* **Data shown**:
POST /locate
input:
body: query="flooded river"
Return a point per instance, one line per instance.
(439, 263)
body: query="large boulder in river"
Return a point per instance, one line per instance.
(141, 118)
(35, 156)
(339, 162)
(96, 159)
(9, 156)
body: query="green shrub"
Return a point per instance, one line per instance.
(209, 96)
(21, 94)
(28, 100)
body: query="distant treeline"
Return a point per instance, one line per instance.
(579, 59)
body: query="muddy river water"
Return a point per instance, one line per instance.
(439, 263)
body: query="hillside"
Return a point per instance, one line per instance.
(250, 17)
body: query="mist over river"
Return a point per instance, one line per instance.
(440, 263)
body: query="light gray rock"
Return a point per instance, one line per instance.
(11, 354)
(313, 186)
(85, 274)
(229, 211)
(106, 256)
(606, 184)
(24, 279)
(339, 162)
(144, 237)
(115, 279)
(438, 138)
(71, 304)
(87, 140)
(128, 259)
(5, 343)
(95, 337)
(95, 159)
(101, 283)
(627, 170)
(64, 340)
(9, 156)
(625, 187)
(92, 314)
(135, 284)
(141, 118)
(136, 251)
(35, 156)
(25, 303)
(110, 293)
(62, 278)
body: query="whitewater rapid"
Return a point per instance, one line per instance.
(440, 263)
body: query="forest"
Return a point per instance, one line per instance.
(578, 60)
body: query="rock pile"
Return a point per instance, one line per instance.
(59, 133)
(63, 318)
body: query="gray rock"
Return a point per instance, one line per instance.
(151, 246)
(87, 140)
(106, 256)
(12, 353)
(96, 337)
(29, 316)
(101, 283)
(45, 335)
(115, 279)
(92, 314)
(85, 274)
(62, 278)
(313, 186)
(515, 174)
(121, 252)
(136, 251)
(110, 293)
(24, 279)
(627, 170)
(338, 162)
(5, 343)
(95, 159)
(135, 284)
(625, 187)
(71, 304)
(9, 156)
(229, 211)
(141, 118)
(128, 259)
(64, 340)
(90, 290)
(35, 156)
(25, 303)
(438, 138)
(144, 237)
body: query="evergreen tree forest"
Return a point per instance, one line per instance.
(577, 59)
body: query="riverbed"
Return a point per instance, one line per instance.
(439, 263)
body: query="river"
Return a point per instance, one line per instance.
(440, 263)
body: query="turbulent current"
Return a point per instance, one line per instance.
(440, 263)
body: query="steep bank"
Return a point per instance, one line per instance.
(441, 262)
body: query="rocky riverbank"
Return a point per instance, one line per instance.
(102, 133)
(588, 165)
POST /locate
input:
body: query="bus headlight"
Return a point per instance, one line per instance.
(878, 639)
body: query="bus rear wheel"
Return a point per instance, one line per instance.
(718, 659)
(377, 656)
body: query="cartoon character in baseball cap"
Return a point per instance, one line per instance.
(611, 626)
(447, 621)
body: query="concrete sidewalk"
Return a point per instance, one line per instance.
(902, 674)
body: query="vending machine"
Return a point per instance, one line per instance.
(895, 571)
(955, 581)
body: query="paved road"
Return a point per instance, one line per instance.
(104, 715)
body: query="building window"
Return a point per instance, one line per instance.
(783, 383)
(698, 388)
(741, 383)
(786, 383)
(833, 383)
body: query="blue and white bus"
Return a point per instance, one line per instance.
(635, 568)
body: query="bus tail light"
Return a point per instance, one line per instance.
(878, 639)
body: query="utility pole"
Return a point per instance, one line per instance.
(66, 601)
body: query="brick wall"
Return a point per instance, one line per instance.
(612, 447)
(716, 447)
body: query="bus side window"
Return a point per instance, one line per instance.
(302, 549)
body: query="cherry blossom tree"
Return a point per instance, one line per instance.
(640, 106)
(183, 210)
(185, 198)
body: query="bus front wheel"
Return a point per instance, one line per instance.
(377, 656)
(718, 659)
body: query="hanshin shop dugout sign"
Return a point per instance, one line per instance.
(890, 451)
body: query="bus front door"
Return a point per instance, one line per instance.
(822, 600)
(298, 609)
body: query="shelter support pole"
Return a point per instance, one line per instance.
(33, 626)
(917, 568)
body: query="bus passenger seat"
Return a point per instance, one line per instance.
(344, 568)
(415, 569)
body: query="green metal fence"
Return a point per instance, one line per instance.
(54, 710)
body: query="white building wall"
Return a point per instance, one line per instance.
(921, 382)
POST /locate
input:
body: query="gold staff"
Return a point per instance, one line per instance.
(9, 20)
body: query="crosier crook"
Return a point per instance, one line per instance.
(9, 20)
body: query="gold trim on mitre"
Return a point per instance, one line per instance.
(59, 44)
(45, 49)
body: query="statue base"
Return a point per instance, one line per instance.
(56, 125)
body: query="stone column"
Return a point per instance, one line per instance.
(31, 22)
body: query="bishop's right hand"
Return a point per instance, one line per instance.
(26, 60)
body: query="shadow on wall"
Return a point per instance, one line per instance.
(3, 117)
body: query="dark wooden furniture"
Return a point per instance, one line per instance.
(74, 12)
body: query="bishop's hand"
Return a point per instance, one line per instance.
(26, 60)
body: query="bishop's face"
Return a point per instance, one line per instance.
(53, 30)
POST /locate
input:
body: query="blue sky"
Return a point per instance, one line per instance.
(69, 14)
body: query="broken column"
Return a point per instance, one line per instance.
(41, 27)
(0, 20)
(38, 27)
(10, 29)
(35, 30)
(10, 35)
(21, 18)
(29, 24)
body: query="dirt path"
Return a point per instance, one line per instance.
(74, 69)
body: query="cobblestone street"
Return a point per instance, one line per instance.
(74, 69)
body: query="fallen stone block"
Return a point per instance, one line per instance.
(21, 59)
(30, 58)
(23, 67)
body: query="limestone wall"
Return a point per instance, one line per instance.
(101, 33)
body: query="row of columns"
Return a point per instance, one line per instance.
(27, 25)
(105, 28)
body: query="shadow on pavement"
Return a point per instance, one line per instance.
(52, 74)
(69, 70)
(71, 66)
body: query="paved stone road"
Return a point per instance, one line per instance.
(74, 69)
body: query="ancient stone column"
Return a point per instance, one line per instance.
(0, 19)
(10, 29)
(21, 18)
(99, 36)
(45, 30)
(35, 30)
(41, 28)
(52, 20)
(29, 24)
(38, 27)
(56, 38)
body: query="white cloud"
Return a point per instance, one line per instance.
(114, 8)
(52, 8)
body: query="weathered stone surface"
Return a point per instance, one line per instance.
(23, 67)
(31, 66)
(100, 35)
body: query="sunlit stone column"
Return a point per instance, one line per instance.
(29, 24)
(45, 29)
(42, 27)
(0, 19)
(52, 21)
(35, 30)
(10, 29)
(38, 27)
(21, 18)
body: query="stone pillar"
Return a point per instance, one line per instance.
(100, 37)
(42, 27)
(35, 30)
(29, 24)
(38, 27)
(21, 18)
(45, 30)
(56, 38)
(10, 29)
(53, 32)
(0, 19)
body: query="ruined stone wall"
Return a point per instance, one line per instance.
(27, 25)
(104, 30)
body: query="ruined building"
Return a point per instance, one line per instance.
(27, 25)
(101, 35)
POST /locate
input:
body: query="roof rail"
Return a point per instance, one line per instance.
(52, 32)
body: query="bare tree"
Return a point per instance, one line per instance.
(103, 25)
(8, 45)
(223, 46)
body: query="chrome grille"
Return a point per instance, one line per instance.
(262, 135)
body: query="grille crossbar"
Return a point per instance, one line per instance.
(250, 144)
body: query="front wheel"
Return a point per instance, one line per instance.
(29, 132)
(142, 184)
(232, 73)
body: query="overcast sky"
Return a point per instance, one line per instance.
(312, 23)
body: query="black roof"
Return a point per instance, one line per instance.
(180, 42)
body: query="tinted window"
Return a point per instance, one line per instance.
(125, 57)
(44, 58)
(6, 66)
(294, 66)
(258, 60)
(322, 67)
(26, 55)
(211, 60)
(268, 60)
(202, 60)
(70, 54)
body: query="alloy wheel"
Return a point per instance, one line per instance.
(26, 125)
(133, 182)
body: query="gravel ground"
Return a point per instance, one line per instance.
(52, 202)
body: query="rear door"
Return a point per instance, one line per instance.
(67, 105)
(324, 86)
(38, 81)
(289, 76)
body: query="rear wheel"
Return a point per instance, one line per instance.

* **Prompt**: Pull out every row above that contains the word "window", counting only matches with the same capitalization.

* **Solution to the problem**:
body: query="building window"
body: query="bus side window"
body: query="tinted window"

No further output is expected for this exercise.